Stated task: In the entries below, how many lines contain the string "wall", matching case exactly? Reply with the number only.

Material for the task:
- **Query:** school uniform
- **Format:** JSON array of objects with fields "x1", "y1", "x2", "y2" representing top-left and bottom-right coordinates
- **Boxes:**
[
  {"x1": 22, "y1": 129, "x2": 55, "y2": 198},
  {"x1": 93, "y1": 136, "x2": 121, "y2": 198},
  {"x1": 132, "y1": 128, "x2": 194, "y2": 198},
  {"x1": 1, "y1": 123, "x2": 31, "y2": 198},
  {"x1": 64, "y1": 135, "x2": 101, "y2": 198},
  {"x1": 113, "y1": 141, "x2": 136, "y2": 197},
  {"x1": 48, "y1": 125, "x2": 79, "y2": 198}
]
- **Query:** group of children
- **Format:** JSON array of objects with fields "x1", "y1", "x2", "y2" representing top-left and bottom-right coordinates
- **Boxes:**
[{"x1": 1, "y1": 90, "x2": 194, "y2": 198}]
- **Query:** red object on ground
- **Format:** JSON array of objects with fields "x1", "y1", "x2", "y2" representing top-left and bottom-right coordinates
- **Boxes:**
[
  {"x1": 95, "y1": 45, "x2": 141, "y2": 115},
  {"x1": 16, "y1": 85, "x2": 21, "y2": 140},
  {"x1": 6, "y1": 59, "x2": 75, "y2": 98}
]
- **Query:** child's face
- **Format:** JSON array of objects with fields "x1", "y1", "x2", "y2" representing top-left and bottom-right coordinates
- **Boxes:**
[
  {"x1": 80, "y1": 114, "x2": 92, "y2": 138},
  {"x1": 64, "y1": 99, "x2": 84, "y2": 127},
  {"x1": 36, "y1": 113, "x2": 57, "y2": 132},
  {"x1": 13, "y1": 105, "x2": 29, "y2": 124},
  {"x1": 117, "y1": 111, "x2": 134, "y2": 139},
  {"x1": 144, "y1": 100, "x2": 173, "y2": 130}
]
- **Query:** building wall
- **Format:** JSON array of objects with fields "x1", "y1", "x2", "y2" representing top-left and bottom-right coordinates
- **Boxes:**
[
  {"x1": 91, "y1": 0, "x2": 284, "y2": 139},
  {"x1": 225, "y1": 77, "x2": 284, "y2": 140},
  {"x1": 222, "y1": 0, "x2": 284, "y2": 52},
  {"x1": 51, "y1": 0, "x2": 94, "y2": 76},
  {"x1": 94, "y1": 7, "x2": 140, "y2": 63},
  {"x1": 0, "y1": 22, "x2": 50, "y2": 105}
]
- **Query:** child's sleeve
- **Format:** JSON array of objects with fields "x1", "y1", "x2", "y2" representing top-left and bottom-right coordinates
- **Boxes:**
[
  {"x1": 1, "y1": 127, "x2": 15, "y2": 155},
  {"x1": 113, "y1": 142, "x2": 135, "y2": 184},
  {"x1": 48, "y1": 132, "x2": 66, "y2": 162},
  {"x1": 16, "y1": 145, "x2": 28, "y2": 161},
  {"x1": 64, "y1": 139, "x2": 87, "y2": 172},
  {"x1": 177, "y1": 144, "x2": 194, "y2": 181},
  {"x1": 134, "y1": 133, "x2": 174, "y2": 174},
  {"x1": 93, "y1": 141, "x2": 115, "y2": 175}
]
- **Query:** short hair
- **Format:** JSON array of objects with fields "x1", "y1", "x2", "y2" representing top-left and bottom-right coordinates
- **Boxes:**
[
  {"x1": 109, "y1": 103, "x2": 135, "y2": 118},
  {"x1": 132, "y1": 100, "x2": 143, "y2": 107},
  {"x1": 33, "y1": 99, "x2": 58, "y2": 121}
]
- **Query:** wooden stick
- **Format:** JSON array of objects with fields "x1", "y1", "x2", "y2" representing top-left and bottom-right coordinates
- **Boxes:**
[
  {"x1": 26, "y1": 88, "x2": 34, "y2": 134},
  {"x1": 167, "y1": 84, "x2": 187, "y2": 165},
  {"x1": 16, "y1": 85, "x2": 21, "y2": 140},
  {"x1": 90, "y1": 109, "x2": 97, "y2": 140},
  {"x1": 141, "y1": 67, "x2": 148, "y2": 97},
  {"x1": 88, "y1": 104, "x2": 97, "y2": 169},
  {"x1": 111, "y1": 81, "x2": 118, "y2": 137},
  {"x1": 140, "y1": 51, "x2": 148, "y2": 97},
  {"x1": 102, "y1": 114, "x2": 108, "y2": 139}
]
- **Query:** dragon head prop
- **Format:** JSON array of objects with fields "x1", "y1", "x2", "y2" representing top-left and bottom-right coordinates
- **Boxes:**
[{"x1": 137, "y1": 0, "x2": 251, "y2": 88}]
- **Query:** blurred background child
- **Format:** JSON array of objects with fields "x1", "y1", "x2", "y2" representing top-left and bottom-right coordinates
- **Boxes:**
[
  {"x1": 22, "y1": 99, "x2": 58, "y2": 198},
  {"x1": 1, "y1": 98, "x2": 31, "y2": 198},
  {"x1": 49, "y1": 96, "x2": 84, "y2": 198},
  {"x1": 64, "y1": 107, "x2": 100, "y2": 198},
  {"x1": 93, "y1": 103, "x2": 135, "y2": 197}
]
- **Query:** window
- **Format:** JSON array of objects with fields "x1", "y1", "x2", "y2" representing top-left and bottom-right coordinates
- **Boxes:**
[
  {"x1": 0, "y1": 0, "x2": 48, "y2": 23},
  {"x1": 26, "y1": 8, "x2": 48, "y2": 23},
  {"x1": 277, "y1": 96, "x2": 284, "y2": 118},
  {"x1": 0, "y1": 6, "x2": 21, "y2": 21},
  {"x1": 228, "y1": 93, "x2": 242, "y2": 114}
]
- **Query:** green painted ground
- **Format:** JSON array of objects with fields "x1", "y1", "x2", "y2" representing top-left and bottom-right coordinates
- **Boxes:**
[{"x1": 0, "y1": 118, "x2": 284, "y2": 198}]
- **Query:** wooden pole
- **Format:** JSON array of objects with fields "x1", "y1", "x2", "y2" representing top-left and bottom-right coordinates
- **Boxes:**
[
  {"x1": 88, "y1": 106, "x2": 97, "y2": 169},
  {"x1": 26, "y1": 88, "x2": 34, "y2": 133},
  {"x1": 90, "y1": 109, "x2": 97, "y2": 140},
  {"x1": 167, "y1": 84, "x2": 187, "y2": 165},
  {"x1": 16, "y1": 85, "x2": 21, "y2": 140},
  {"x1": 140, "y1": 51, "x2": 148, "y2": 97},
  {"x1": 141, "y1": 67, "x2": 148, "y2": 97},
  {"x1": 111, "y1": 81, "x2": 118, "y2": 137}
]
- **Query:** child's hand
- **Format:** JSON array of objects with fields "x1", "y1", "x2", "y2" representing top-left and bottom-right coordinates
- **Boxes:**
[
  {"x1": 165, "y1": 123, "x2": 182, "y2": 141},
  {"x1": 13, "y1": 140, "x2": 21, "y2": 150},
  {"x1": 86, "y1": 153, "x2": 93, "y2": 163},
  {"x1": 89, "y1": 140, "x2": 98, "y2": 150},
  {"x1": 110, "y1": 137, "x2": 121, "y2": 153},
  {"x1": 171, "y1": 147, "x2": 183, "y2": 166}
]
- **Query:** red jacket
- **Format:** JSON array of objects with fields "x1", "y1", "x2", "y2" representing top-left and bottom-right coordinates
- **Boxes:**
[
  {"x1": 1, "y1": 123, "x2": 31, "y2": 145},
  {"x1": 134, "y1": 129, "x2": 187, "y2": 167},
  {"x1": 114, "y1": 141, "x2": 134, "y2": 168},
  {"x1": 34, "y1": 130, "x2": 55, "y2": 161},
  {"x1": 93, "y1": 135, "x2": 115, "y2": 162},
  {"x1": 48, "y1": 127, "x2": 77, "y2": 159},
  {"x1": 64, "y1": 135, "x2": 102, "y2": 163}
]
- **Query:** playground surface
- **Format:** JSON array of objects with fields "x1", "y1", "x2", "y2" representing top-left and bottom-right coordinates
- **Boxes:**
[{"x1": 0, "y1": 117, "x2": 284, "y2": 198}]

==

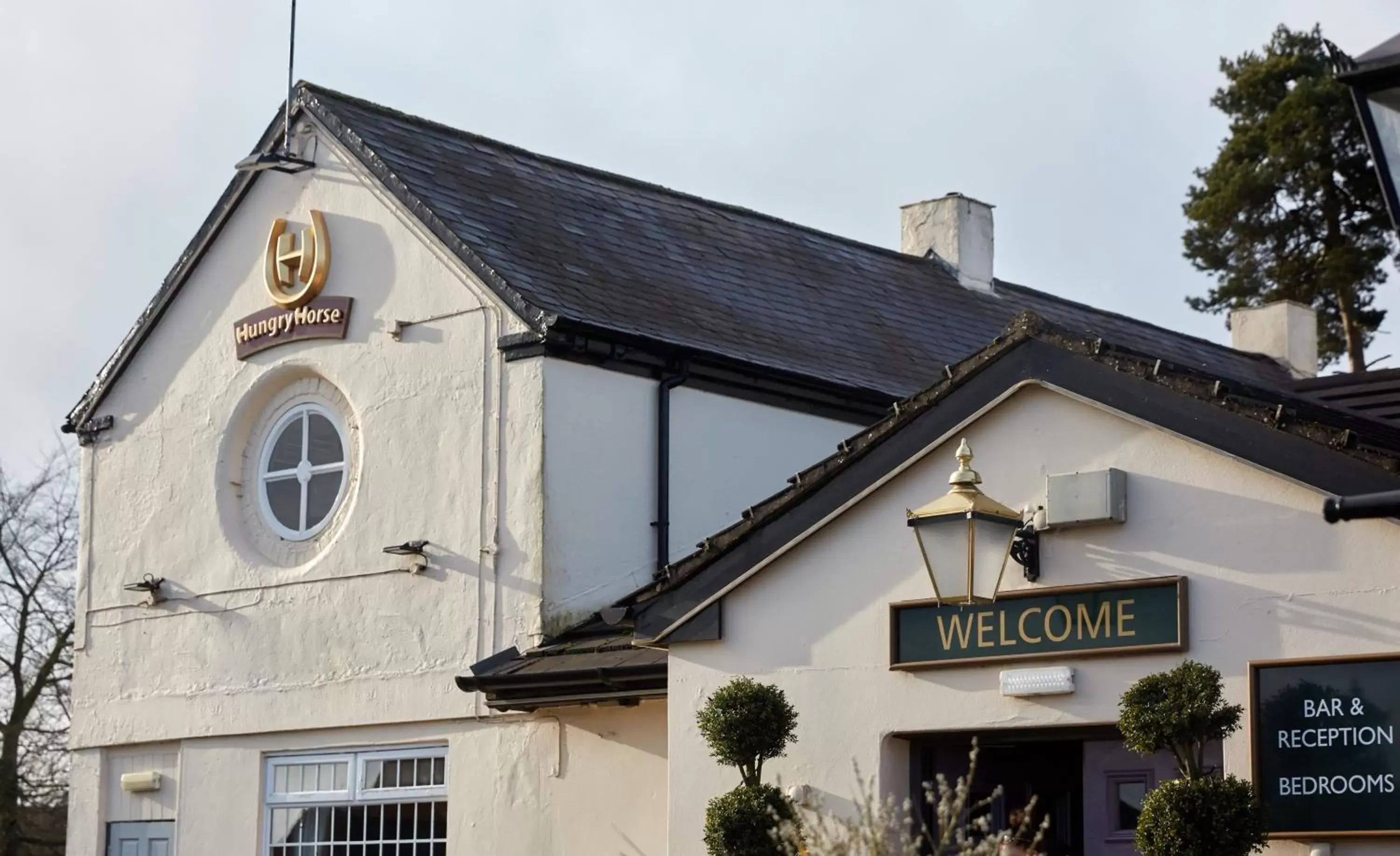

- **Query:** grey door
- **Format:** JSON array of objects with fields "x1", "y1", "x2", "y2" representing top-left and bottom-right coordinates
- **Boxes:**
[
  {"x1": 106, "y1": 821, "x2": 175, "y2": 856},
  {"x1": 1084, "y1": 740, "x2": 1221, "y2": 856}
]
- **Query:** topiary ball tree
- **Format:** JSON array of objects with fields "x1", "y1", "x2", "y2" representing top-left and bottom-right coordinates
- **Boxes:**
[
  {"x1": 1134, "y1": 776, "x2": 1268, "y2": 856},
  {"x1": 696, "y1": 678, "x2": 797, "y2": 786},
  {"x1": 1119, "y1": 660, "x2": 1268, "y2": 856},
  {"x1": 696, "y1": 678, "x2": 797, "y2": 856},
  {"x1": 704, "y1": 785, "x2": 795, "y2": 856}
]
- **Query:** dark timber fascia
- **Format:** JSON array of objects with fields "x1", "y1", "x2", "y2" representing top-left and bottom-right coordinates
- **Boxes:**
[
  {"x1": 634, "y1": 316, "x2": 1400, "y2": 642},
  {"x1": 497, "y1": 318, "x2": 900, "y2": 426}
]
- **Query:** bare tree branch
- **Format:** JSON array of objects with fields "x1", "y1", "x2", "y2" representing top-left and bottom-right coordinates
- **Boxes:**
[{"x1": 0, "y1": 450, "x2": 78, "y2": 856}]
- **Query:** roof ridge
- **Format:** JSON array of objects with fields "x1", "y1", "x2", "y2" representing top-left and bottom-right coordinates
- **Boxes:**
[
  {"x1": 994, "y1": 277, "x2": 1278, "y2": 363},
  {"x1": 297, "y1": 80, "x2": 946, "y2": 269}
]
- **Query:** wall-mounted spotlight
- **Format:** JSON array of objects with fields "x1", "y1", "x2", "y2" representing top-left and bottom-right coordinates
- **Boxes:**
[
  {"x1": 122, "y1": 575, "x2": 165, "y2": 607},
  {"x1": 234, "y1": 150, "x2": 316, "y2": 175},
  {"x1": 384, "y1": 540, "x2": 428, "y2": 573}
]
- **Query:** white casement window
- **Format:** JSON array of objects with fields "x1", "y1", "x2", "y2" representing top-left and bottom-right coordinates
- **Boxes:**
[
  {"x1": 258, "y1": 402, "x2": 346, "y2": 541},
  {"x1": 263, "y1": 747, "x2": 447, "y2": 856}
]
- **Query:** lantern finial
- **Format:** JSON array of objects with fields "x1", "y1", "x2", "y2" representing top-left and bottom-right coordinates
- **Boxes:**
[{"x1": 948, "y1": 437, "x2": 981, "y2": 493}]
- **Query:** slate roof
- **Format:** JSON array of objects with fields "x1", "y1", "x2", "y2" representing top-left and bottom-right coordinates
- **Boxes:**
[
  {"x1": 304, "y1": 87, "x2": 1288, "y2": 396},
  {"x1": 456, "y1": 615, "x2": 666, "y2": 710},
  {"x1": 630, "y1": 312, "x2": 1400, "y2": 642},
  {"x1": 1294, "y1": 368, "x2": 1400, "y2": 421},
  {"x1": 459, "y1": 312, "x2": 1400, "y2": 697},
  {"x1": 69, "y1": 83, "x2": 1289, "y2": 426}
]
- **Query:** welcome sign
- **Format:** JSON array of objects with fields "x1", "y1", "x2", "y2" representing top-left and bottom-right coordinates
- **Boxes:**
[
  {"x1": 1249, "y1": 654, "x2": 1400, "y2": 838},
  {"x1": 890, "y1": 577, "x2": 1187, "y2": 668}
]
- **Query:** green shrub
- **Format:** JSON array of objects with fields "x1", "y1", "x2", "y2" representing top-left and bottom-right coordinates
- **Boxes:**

Result below: 2